Stated problem:
List every occupation named in the interview below as one Jen Woods wants reading Monkey Bars.

Extract provided:

┌────────

In early July 2010, Matthew was interviewed over e-mail by Elizabeth Hildreth. They discuss, among other things, American Man vs. Today’s Man, why Matthew’s poems are like TV, being typecast as a poet, the benefits of living in low-middle income housing as a child, writing sports poems that aren’t sports poems, the selfish “hot topic dance” he’s doing, wandering through the poetry desert, and how if he’s sixty and writing about cardinals, we have permission to shoot him.

Hi, Matthew! I still remember the first time I read a poem of yours. I loved it, and then I looked in the back of the journal, the bio section, and everybody’s bio said, “So and so has recently published in XYZ,” but your bio just said “Matthew Lippman works at American Man.” Is that the name of it? Some suit store? I thought you were so amazing after that when I met you for two minutes at First Street Café I almost fainted. That was fifteen years ago. I haven’t seen you since. But I’ve been watching your work. Your first book you published with Sarabande. Now this new one, you’ve published with Typecast. It’s a new press, and you’re their first author. How did that happen and how’s that been?

So, I was up in the woods with a group of nine-year-olds feeling like shit because I was a forty-four-year-old camp counselor, and Jen Woods the visionary, founder of Typecast calls me up on my cell phone, tells me she is leaving Sarabande to start her own publishing company, do I have a manuscript to send? Hell yeah, I’ve got a manuscript. You want it? Damn straight I want it, she yelped, and we were in business. I was giddy for weeks. Jen’s whole thing is that she wants to get people to buy and read poems that don’t normally buy and read poems. Also, she has this artistic aesthetic which she shares with her brother, Eric, who owns and runs Firecracker Press. They specialize in beautifully created letterpress printings. Monkey Bars is their first book. Anyway… Jen calls me up, we get it going on and then I get a little hesitant, for a second, like I’ve just driven off the get-your-second-book-of-poems published road. But that passes because I realize the beauty in the whole endeavor. One, Jen loves my work. Narcissistic, yes, but it’s good to have folks in your corner. Two, I’m her only child. Only children get spoiled because all the energy from the parental unit is invested in that one little ball of energy. That’s what Monkey Bars is -- one little ball of energy that Jen, for her own beautiful reasons, wants to push, sell, have the world enjoy. She wants truckers to read Monkey Bars. She wants stock brokers and chefs and telephone repair people and professors to read this book. I knew this going in and that’s exactly what I want too, have wanted my whole life -- a big, democratic and everywhere. So, we shared that vision. It’s like I’ve been wandering the poetry desert for a long, long time. I’ve had some success with some tremendous people saying yes. I am thankful beyond belief for them because, in many ways, I should not have made it this far. But Jen, oh Jennifer, oh Jenny. She came to me in just the right moment in my life, in that day up in the hills of Massachusetts and gave me that cool drink of water, said, You want a sip? I did and have sucked down many a glass since.

└────────

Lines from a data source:
┌────────

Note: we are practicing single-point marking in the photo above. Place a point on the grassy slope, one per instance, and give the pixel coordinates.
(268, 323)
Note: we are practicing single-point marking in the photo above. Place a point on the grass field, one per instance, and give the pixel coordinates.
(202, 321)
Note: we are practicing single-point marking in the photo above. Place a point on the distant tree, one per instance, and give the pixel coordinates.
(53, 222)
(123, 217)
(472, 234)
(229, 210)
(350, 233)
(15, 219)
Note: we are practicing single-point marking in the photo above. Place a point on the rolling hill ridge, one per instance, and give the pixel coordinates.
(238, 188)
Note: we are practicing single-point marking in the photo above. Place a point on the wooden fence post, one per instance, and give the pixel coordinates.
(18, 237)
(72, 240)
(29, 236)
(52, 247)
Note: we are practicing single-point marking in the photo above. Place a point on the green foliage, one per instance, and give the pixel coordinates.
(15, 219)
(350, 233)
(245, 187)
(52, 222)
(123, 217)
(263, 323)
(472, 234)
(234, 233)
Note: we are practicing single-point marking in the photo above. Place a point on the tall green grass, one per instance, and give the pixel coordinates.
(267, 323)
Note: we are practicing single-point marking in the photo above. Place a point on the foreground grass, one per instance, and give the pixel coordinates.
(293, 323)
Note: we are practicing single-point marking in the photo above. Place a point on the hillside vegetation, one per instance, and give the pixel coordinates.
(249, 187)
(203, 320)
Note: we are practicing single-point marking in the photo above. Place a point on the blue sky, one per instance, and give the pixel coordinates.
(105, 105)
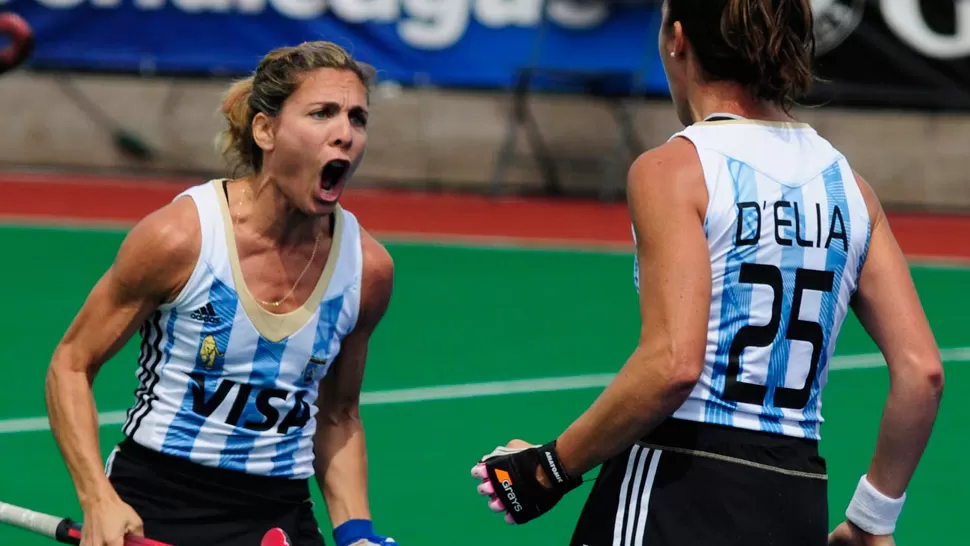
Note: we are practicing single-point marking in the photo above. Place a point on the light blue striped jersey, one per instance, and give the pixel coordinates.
(227, 384)
(788, 231)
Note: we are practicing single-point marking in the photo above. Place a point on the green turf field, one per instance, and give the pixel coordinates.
(465, 315)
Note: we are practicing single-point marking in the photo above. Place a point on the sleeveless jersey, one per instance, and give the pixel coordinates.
(788, 230)
(225, 383)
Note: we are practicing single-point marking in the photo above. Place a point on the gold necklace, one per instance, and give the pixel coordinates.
(298, 279)
(306, 268)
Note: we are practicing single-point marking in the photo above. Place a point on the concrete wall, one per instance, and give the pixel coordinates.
(449, 137)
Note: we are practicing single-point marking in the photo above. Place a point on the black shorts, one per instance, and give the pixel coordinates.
(187, 504)
(691, 484)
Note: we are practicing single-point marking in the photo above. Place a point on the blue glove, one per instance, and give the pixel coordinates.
(359, 532)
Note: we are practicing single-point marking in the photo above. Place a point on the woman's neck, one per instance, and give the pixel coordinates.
(729, 98)
(267, 211)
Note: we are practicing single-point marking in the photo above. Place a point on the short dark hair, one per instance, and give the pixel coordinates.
(765, 45)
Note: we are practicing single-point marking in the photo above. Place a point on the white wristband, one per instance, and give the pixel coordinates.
(872, 511)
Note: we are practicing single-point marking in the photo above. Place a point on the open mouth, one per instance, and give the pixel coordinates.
(332, 178)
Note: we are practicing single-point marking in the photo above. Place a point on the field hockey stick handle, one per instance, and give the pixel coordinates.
(69, 532)
(63, 530)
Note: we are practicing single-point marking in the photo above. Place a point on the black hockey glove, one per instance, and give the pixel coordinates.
(509, 480)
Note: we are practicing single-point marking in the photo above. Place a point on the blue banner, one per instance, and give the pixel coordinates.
(449, 43)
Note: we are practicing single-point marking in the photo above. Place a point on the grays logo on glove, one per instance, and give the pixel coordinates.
(509, 480)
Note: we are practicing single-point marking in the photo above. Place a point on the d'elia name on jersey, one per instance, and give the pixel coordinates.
(792, 225)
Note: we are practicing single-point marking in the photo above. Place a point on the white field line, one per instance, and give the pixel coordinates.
(494, 388)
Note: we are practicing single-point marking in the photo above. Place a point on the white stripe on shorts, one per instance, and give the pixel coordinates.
(635, 512)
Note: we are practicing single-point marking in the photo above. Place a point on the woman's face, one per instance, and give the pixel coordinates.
(314, 145)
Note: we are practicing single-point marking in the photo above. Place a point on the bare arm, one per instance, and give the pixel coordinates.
(888, 307)
(341, 452)
(152, 264)
(667, 200)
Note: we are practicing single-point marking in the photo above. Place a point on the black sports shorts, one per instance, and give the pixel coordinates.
(692, 484)
(187, 504)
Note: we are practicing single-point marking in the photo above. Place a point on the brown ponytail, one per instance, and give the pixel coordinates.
(235, 140)
(766, 45)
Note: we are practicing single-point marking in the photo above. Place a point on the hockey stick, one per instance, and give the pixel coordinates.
(63, 530)
(67, 531)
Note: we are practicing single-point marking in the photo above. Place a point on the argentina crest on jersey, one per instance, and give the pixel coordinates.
(226, 383)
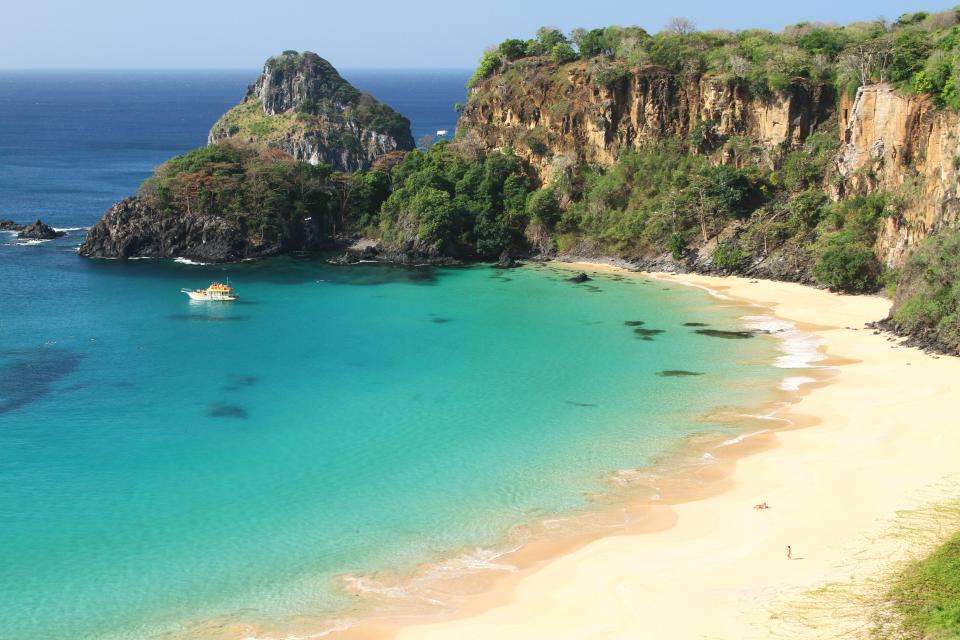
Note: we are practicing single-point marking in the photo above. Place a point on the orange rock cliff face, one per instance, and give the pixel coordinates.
(892, 141)
(571, 115)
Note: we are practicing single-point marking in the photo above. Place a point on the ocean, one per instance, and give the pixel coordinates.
(165, 463)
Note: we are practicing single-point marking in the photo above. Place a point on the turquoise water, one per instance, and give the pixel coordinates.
(164, 461)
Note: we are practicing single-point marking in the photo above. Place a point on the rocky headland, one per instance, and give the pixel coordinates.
(302, 105)
(36, 230)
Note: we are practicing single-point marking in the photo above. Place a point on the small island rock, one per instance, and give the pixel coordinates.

└────────

The solution:
Truckers, stock brokers, chefs, telephone repair people, professors